Activity:
Copy the following data exactly and drop the pictures.

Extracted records
Segment Open
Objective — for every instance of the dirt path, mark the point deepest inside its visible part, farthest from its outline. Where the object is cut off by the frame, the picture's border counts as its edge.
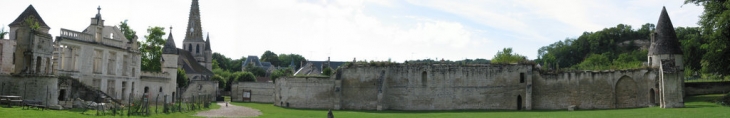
(230, 111)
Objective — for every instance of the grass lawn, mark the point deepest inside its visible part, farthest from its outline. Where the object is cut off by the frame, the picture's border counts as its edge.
(696, 107)
(18, 112)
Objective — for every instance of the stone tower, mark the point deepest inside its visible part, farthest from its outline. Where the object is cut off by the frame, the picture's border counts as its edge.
(194, 42)
(169, 57)
(34, 47)
(665, 55)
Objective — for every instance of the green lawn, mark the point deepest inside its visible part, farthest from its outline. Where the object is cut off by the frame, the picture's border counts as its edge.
(18, 112)
(696, 107)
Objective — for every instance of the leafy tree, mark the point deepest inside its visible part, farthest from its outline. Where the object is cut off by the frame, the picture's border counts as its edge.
(128, 32)
(182, 79)
(269, 56)
(506, 56)
(716, 32)
(151, 50)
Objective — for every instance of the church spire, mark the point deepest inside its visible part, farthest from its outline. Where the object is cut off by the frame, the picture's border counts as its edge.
(194, 31)
(207, 42)
(666, 41)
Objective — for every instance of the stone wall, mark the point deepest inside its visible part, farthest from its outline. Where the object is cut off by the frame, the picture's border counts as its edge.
(700, 88)
(196, 88)
(456, 87)
(304, 92)
(44, 89)
(595, 90)
(261, 92)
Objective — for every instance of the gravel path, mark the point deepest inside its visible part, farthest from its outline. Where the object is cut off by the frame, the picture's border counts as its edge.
(230, 111)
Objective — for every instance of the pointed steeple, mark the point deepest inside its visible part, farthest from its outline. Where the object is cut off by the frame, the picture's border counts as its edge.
(169, 47)
(207, 42)
(665, 39)
(29, 11)
(194, 31)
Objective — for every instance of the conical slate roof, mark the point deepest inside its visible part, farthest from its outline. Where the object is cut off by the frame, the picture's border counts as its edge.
(207, 42)
(194, 31)
(665, 41)
(169, 47)
(30, 11)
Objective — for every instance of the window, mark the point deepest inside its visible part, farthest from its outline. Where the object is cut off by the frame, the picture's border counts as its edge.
(424, 79)
(522, 77)
(111, 65)
(110, 88)
(97, 61)
(96, 84)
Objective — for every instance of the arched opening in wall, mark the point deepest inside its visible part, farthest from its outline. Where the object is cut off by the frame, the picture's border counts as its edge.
(38, 64)
(652, 97)
(62, 95)
(190, 48)
(519, 102)
(424, 79)
(522, 77)
(626, 93)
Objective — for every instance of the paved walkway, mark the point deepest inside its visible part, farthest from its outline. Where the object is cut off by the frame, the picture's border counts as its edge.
(230, 111)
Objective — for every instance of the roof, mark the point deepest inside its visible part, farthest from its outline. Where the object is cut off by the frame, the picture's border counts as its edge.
(30, 11)
(194, 32)
(190, 65)
(665, 41)
(169, 47)
(207, 43)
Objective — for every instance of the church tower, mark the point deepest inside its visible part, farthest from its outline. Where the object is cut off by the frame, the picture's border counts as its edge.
(665, 55)
(194, 42)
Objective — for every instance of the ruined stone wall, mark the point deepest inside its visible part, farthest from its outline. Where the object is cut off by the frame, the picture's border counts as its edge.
(44, 89)
(196, 88)
(304, 92)
(595, 90)
(262, 92)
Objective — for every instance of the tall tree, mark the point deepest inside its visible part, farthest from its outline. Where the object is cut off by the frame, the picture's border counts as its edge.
(128, 32)
(506, 56)
(716, 32)
(151, 50)
(269, 56)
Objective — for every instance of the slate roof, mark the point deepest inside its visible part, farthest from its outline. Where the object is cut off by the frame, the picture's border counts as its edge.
(665, 41)
(169, 47)
(194, 31)
(190, 65)
(30, 11)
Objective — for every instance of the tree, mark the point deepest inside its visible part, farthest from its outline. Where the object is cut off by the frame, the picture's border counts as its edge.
(716, 32)
(506, 56)
(151, 50)
(128, 32)
(182, 79)
(269, 56)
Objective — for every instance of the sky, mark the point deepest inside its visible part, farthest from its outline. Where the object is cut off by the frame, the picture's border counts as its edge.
(380, 30)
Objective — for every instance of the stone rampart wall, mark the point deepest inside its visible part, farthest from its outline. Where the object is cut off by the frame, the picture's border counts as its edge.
(261, 92)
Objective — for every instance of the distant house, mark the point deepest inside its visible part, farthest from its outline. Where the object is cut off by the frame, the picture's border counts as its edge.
(316, 67)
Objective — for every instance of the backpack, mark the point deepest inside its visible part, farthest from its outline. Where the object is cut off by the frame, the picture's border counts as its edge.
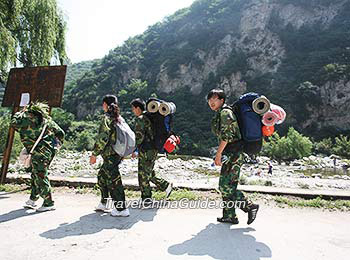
Segment Closed
Reply:
Objective — for every instance of the dirt path, mark the point deepest inside its visible part, farthest from its outline. Where the object is cut off by the frame, the picture's border counts as its edge.
(230, 111)
Objective — for every instance of the grass lawn, mark the point deepest inside its visible part, farthest from its outline. Where the object is cut off by the frame, the picture's border counts as its edge.
(696, 107)
(18, 112)
Objective — for every instance of the stone tower, mark the point deepest inside its visible part, farthest from its outline. Where the object is cut off by the frame, the picture's border counts as its edge.
(194, 42)
(169, 57)
(34, 47)
(665, 55)
Objective — for every instance of the green lawn, mark the point deepest inside its visible part, farthest from its outline. Where the object is cut off by the frame, the picture's border counts as its edge.
(18, 112)
(696, 107)
Objective — for every instance of the leafy tree, mark the point deepest inside its visible part, farthest from its outline. Where the object is cut off by the frame, the picture's border counts as its edge.
(128, 32)
(182, 79)
(269, 56)
(506, 56)
(716, 32)
(151, 50)
Objective — for every instance of the church spire, mark the point deepest inside its visible part, farthest from its outline. Where the object is cut off by the frame, the picture's border counts as its edge.
(194, 31)
(207, 42)
(666, 41)
Objective — for every instance of the stone wall, mark the point deepest inside its visible part, farthest from its outline. Where the object is cut off by the frame, the picture's border counts as its edge.
(700, 88)
(196, 88)
(456, 87)
(304, 92)
(44, 89)
(595, 90)
(261, 92)
Objective — for every instance of the gravel path, mark the point deepest inside its visible part, farthest from its outline. Where the object is cut off by the frame, the picture's border counts as its edge.
(230, 111)
Objective — for every instance of the pointed steeple, mark the point deepest inside its visible part, farthest from its outline. Where the object is cut off by the frame, the picture's border counts as its edge.
(169, 47)
(207, 42)
(665, 39)
(29, 11)
(194, 31)
Objective — for every instance of the conical slate roof, mark the point deepest inside its visible part, farthest from its outline. Where the object is cut off by the frame, the picture's border counts as its edge.
(207, 42)
(194, 31)
(665, 41)
(169, 47)
(30, 11)
Objective — for every instance of the window, mark the point deepest inside its visible part, farthest from its outline. Where the object is cut off by the frame, the picture's border counts as its edge.
(424, 79)
(522, 77)
(111, 65)
(110, 88)
(97, 61)
(96, 84)
Objective — for every instance of the arched opening in wall, mark the point deepest inside its visible part, farthest from its outline. Where the object is cut off by the frame, the picture's border counts as its edge.
(38, 64)
(652, 97)
(62, 95)
(190, 48)
(519, 102)
(424, 79)
(522, 77)
(626, 93)
Objective — for every instance of the paved walkway, mark the point deepest inside its visible part, farthest from its outline. Where the object is cut off by the frame, the picture's border counts as its edge.
(230, 111)
Objective — for every instance of the roof, mark the point deepest inside its visible part, farthest from its outline. Where the object is cut off by the frame, the picture's border counts as its edge.
(30, 11)
(194, 32)
(190, 65)
(665, 41)
(169, 47)
(207, 43)
Objective — for every instance of the church tower, mark the point deepest inside its visible part, farthest from its outline. Where the object is cut off by the frame, the picture's border counts as its edge.
(665, 55)
(194, 42)
Objective — for every instance of the ruined stone wall, mark the point deepest inside its visible part, farthest from its outline. Where the object is cut off by the frame, the picture's border counts as its edge.
(44, 89)
(196, 88)
(304, 92)
(595, 90)
(262, 92)
Objective — for every instance of the tall tree, mark the point deepest inside its visible part, farthest from its outline. Where the object is cut off by the frame, the picture's border counts as its edge.
(128, 32)
(506, 56)
(716, 32)
(151, 50)
(269, 56)
Objective — for every instance of the slate roof, mark the point deepest inside its visible part, farthest from its outline. Where the object is cut off by the frame, the picture's border counts as its edge.
(665, 41)
(169, 47)
(194, 31)
(190, 65)
(30, 11)
Objective — for every instance of the tree, mark the point deepest inside its visible part, farthest from its outline. Where the object is cut off by the frame, the picture's border counts as its edge.
(716, 32)
(506, 56)
(151, 50)
(128, 32)
(182, 79)
(269, 56)
Objective — for every instance of the sky, mark the point deepest inside its visible part, farthest from its outline. Where the object is cut off by the frame, the picture's border counts as its edge.
(380, 30)
Objective — for every instance of the stone rampart wall, mark the point deepest inside its visible part, farthest from its outline. Where the object is cut off by the frame, the picture's border counts as its edge.
(261, 92)
Objective — for every instance of the distant house, mark the point deepest inside its visible part, farthest from its outline. Where the object is cut off by the frame, the picture's border counts as its edge.
(316, 67)
Objective — for every instance of the backpack, mark the point deepest inside its visible part, farthest from its outline. Where the object is cut off by the frame, the picture's border counts as its edge.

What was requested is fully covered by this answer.